Written instruction:
Repeat the entire listing below word for word, changing nothing.

[Items in a dataset listing]

::::

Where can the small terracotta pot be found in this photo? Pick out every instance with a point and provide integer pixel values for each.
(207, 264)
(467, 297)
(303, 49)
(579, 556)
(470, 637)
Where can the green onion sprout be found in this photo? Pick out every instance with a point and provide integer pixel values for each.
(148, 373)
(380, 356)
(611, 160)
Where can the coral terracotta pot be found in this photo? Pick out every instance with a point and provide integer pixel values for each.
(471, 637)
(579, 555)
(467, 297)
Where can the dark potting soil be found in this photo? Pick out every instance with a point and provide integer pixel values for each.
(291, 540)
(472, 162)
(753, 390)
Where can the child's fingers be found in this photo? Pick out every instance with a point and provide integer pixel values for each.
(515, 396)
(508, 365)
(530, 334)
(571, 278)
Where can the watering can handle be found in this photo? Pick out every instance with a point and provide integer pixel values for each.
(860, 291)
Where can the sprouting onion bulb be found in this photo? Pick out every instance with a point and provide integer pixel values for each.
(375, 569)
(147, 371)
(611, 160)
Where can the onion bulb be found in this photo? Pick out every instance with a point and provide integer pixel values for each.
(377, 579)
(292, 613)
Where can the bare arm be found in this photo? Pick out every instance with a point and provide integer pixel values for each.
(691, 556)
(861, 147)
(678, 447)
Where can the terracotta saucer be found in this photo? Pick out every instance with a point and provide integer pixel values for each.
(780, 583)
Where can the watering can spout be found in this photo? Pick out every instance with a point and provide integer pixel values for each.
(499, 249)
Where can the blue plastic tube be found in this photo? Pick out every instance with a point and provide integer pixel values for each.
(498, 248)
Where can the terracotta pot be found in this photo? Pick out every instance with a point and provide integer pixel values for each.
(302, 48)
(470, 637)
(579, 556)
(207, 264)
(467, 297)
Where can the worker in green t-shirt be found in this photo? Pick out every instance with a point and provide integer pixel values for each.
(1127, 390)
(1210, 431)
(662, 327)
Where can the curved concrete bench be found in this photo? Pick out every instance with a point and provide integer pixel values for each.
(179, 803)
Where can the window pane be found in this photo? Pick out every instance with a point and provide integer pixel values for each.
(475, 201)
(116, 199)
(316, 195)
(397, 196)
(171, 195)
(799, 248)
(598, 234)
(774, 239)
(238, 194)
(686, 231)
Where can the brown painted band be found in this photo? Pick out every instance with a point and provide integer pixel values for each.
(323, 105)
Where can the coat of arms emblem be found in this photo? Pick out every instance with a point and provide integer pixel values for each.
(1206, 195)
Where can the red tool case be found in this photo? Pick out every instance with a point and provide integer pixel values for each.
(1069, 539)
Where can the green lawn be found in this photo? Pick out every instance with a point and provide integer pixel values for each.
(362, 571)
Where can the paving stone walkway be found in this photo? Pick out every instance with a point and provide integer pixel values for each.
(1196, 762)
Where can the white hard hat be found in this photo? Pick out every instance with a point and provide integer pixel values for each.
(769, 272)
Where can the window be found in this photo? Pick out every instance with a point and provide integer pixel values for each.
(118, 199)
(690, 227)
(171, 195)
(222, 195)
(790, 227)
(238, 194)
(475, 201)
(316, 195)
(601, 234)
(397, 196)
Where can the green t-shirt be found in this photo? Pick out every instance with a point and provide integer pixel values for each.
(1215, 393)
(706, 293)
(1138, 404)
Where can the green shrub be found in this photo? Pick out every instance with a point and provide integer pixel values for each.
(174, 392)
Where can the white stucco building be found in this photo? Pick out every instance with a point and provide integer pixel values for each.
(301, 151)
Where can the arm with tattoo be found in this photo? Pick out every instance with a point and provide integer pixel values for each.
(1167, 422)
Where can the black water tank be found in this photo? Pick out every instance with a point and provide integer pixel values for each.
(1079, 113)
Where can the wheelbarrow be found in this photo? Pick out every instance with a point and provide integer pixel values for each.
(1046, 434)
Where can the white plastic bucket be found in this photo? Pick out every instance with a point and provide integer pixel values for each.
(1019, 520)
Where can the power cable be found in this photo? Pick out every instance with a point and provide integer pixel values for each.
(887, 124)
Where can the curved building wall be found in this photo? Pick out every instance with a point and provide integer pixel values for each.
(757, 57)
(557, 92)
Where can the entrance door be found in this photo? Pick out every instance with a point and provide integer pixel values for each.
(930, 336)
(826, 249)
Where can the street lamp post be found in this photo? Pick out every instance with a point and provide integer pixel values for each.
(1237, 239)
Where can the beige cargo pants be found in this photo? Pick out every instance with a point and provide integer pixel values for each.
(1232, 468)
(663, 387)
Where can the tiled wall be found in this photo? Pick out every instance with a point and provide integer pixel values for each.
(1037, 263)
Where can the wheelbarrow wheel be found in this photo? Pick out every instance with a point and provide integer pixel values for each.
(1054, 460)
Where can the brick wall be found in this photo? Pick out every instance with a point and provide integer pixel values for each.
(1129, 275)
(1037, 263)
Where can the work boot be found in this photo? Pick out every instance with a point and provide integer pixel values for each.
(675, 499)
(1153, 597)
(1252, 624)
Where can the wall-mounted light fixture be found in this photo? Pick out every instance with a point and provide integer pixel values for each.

::::

Completed exercise:
Where can the small terracotta pot be found in this photo? Pick out every instance with a point and provide integer pixel values for each.
(207, 264)
(467, 297)
(303, 49)
(579, 556)
(470, 637)
Where can the green onion sprout be found in this photo? Pick out every instance with a point and provide integer pixel values for each.
(148, 373)
(380, 356)
(611, 160)
Where can the coral terracotta pot be found in this photo? Pick out every instance with a point and provide integer pixel values for each.
(471, 637)
(579, 555)
(467, 297)
Where can the dark potting soil be found in this photo? Pick out every instance with a point and provide integer pixel values for each.
(291, 540)
(472, 162)
(753, 390)
Where can the child's fingers be found in this photo? Pick out every instance with a point and provide integer pixel values for each.
(515, 396)
(508, 365)
(530, 334)
(571, 278)
Where can the watering can handle be found in this photo? Pick out every instance with a point and provide integer pixel values for each.
(860, 291)
Where can the sprouting onion bulb be found in this photo? Pick out every instance with a point and provide integer pixel values for each.
(375, 569)
(147, 371)
(611, 160)
Where can the onion bulb be found in this photo? Pick out every instance with a point and provide integer pixel values for each.
(377, 579)
(292, 613)
Where can the bare arm be found in this photo? Pick out every instance with a point and provide integer pixel values for each.
(691, 556)
(861, 147)
(678, 447)
Where can the terracotta saucer be found in this photo? Pick out every instance with a point and provide integer pixel values for each.
(780, 583)
Where can the watering can spout be found in this photo? Pick out every instance with a point and provide integer pixel values for each.
(499, 249)
Where can the blue plastic tube be found in this photo? Pick out every instance with a point and provide integer pixel values for each.
(498, 248)
Where can the terracotta pot be found in this photo? Pick out every instance with a point and provide integer pixel values for each.
(302, 48)
(470, 637)
(579, 556)
(207, 264)
(467, 297)
Where can the worker in green t-shirt be found in this photo? Pick out every instance with a point and provide integer pixel values for each.
(1127, 390)
(1210, 431)
(662, 327)
Where can the curved concrete bench be found in this photo? Pick out every instance with a point and provide integer pixel values for each.
(179, 803)
Where can the window pane be found in this photo? Pick out every instance with a point and provide integer pixel values for each.
(475, 201)
(116, 199)
(316, 195)
(397, 196)
(171, 195)
(799, 248)
(598, 234)
(774, 239)
(238, 194)
(686, 231)
Where can the brown painted band be found in this photo? Pick out every instance with a point and provide integer pixel values for each.
(323, 105)
Where can the coat of arms emblem be found in this photo? Pick out every instance with a point and provide integer pixel values for each.
(1206, 195)
Where can the red tool case be found in this photo? Pick out every instance with a point and provide integer pixel values for each.
(1069, 539)
Where can the green lawn be found in this photo? Pick out every instance with a point and provide integer pixel values for each.
(362, 571)
Where can the paving stone walkway be found in this photo? Pick out every instance with a point and provide integer pixel values for each.
(1196, 762)
Where can the white hard hat be found in this photo? Pick out every instance with a point and provide integer pixel values for each.
(769, 272)
Where can the window be found in this photo? Pick out every instance with a point and provide integer pixel values for each.
(118, 199)
(690, 227)
(171, 195)
(222, 195)
(790, 227)
(238, 194)
(475, 201)
(316, 195)
(601, 234)
(397, 196)
Where can the green t-shirt be found in this photo? Pick out every instance with a point and provide integer pixel values for each.
(1215, 393)
(706, 293)
(1138, 404)
Where can the green shrub be found in this photo? Pick out every instance with a point and provide integer pixel values for each.
(174, 392)
Where can the white stucco building be found in this photo? Pick out every instance with a point and provide integer pixel values for each.
(301, 151)
Where can the arm with tattoo be found in this photo? Pick out every instance with a point and provide integer pixel values for each.
(1167, 422)
Where can the black water tank be found in this photo? Pick out every instance with a point and provide integer pixel values for each.
(1079, 113)
Where can the wheelbarrow be found in this photo? Pick out every instance with a point and provide integer pixel values for each.
(1046, 434)
Where can the white plastic bucket be found in this photo? Pick out every instance with a point and provide integer pixel values for each.
(1019, 520)
Where can the power cable be found in this photo? Pick out every instance with a point and provide integer pixel values for each.
(887, 124)
Where can the curved building wall be found in this photo? Pick out every instance with a point and provide integer pixel values for each.
(757, 57)
(557, 92)
Where can the entrance door be found in this photo? Pick out every instance with a point and provide integer pixel values for each.
(930, 336)
(826, 249)
Where can the street lamp post be found in this photo? Pick out every instance with a point and provide integer pixel values for each.
(1237, 239)
Where can the beige cargo pants be found in this photo? Pick out every instance with a point and provide integer pixel values for each.
(1232, 468)
(663, 387)
Where can the tiled wall be found in this photo? Pick out every instance with a point and provide integer pixel values for each.
(1037, 263)
Where can the wheelbarrow wheel be found in this photo? Pick out every instance with a point and provide integer pixel values for each.
(1054, 460)
Where can the brick wall be found in this photo? Pick out every instance with a point and provide integer pixel values for each.
(1129, 275)
(1037, 263)
Where can the work boot be found in this photo? Pick out every instance with a point and provide integer pixel values for each.
(675, 499)
(1153, 597)
(1252, 624)
Where can the wall-mounted light fixture be found in this photo? Pick out every instance with a point and provide integer pixel values for each.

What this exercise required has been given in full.